## DATASET CONTENT
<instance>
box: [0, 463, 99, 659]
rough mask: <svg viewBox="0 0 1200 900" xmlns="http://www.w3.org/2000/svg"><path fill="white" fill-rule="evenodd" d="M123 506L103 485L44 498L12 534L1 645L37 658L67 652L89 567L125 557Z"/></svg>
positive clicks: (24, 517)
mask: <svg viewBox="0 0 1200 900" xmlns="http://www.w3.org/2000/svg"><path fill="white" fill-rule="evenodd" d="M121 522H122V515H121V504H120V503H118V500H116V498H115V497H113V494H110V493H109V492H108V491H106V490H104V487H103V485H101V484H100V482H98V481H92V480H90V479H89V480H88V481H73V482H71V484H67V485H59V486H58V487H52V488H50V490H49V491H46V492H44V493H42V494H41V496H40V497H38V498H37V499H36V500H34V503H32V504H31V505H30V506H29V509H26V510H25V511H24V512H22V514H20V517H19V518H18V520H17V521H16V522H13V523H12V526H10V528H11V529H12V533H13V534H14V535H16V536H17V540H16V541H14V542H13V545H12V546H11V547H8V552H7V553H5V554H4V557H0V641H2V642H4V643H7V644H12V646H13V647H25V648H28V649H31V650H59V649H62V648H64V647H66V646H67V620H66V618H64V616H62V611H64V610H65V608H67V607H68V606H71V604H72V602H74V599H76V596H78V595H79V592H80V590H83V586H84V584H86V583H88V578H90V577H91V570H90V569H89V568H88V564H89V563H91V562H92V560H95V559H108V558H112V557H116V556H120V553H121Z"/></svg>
* * *
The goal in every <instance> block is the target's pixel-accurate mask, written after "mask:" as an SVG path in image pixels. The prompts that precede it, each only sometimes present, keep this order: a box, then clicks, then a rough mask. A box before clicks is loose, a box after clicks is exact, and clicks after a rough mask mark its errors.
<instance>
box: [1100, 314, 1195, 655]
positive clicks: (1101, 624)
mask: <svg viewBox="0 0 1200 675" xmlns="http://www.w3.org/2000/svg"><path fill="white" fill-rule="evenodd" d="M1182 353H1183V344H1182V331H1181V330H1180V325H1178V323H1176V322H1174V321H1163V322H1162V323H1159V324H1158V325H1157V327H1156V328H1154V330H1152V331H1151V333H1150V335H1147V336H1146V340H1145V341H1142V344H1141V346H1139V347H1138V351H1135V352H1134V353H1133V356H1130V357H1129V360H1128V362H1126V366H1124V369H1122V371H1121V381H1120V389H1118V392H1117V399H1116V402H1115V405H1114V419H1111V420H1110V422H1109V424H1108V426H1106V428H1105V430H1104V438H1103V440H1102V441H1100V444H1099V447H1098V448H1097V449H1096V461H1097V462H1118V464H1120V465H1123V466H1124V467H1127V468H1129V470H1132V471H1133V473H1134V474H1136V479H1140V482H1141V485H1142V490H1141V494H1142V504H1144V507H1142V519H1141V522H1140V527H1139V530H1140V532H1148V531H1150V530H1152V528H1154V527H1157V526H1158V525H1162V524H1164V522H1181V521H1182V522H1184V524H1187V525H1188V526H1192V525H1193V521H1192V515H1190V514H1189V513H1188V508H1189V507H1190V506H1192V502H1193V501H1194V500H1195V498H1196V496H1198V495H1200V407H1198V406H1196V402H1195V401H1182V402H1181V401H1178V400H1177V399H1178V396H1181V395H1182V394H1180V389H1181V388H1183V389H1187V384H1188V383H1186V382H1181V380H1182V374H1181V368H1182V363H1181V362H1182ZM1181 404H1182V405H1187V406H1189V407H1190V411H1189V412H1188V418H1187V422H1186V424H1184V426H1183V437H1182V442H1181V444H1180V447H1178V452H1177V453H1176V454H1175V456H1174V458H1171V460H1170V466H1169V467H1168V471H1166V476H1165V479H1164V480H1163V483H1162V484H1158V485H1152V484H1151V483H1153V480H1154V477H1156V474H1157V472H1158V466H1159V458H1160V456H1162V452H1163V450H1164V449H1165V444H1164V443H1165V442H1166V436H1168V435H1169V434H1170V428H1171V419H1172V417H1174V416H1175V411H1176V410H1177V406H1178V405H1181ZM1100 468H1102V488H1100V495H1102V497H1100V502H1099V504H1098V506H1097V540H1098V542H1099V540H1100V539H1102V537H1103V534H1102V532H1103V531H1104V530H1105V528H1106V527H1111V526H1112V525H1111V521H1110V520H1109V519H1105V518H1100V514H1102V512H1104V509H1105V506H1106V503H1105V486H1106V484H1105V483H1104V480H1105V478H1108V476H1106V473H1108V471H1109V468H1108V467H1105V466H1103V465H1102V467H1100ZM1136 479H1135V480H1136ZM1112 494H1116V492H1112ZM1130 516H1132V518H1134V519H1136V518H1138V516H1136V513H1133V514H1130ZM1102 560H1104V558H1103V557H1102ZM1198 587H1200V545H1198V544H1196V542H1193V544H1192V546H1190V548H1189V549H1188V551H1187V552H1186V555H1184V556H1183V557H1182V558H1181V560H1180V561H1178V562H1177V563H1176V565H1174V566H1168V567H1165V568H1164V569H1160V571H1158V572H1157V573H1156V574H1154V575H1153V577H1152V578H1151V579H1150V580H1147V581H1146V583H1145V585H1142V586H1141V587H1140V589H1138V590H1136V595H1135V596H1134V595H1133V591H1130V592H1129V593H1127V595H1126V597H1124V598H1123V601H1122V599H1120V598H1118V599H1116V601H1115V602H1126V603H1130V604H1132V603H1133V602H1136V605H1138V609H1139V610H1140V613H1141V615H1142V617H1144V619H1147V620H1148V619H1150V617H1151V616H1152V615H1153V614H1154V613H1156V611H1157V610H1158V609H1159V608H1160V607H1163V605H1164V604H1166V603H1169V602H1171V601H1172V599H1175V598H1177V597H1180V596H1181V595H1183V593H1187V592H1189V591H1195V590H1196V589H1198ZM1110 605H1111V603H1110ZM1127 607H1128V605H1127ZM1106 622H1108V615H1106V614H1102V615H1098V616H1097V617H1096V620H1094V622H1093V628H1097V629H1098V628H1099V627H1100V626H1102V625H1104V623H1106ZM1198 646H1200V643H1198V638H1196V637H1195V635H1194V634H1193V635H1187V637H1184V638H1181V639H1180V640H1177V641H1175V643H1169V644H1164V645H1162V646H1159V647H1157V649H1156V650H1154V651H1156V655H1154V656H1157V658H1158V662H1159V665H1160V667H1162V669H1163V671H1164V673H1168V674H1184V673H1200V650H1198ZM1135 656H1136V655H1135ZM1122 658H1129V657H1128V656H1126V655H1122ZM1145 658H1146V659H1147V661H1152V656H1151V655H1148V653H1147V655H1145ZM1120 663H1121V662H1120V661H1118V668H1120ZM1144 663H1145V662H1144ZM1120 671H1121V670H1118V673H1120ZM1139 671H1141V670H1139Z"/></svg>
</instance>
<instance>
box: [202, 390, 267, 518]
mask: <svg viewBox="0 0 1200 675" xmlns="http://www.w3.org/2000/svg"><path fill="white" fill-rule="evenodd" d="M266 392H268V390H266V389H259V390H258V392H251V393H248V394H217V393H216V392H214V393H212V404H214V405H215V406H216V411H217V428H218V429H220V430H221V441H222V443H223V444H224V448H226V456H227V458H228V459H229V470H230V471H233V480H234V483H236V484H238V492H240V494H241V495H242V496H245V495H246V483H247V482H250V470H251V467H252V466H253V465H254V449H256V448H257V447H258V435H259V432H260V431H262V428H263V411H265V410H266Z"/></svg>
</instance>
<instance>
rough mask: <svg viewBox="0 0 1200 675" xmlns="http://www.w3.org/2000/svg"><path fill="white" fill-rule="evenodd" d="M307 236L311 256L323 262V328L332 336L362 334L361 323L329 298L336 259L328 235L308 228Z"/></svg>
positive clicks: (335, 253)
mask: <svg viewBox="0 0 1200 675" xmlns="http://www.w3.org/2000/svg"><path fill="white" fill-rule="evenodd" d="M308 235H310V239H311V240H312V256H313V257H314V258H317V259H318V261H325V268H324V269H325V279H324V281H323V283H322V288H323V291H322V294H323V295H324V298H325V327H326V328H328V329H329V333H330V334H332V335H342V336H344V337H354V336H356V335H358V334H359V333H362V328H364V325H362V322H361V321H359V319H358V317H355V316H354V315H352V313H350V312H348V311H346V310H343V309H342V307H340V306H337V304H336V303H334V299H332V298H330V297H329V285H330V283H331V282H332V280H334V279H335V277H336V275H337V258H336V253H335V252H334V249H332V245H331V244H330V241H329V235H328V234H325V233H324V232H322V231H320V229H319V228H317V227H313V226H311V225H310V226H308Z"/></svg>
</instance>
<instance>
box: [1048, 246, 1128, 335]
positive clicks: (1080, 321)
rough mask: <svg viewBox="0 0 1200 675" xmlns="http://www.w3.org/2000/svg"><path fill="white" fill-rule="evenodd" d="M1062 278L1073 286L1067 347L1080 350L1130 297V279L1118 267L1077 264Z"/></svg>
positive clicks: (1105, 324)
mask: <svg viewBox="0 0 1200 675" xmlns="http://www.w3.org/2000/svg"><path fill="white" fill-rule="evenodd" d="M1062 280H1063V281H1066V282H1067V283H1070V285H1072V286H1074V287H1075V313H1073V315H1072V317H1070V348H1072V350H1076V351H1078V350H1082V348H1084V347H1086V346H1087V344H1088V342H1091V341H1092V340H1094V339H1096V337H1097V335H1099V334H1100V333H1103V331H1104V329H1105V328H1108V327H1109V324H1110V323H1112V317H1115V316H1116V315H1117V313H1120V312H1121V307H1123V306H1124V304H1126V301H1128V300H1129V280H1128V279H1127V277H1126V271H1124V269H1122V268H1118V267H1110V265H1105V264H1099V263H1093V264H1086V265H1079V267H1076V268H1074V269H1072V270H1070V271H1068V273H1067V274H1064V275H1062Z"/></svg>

## PROBLEM TO SOLVE
Every line in the data above that includes the word "rough" should be copied.

## RESULT OF THE EXERCISE
rough mask: <svg viewBox="0 0 1200 900" xmlns="http://www.w3.org/2000/svg"><path fill="white" fill-rule="evenodd" d="M123 506L103 485L44 498L12 534L1 645L37 658L67 652L89 567L125 557Z"/></svg>
The goal in every <instance> block is the target's pixel-accurate mask, written after "mask:" as an SVG path in image pixels. The prompts that precede it, each only sometimes present, keep this order: a box, then clicks, then a rough mask. A box before clicks is loose, a box after clicks is exact, and clicks after a rough mask mark its errors.
rough mask: <svg viewBox="0 0 1200 675" xmlns="http://www.w3.org/2000/svg"><path fill="white" fill-rule="evenodd" d="M307 236L311 256L323 262V328L332 336L362 334L361 323L329 298L336 259L328 235L308 228Z"/></svg>
rough mask: <svg viewBox="0 0 1200 675" xmlns="http://www.w3.org/2000/svg"><path fill="white" fill-rule="evenodd" d="M1062 278L1073 286L1067 347L1080 350L1130 297V279L1118 267L1077 264Z"/></svg>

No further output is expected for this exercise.